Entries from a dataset
● ● ● ● ●

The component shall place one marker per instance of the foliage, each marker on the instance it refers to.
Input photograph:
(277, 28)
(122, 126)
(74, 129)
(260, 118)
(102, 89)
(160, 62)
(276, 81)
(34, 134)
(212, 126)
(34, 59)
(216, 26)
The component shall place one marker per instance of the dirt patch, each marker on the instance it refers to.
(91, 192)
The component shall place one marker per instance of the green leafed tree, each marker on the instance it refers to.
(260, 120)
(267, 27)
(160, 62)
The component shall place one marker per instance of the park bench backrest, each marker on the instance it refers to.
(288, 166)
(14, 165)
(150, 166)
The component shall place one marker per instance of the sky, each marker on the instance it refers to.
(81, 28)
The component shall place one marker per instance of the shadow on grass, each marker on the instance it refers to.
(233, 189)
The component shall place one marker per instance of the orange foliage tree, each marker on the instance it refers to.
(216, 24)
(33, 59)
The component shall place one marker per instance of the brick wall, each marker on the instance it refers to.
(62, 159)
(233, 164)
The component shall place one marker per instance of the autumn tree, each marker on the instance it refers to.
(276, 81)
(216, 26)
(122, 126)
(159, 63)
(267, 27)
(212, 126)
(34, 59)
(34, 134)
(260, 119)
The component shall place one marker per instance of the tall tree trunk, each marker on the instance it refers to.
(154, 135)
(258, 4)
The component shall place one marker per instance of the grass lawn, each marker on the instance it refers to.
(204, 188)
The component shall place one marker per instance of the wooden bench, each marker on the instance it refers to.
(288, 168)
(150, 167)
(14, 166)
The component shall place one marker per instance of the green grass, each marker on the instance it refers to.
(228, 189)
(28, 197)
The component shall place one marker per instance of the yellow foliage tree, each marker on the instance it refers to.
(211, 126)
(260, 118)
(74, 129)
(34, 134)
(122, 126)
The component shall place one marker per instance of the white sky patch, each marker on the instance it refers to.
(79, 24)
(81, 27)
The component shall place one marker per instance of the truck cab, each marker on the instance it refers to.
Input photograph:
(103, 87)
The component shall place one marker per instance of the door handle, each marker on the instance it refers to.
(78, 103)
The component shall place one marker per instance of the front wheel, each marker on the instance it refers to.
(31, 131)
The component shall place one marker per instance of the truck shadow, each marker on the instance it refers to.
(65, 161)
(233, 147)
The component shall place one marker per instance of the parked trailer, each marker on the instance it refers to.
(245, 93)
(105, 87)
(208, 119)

● ● ● ● ●

Work to do ::
Scale the coordinate pairs from the line that contains "truck shadow, each" through the end of the data. Rewrite every line in that span, including the lines that hold no coordinates, with each coordinate multiplied by 1.4 and rounded to a whole number, halves rounded up.

The result ::
The component shall place one marker per instance of the truck shadow, each marker on the instance it refers to.
(91, 225)
(326, 206)
The component shall place one marker per instance of the parked trailer, each marker on the instance it refers to.
(343, 130)
(147, 122)
(291, 167)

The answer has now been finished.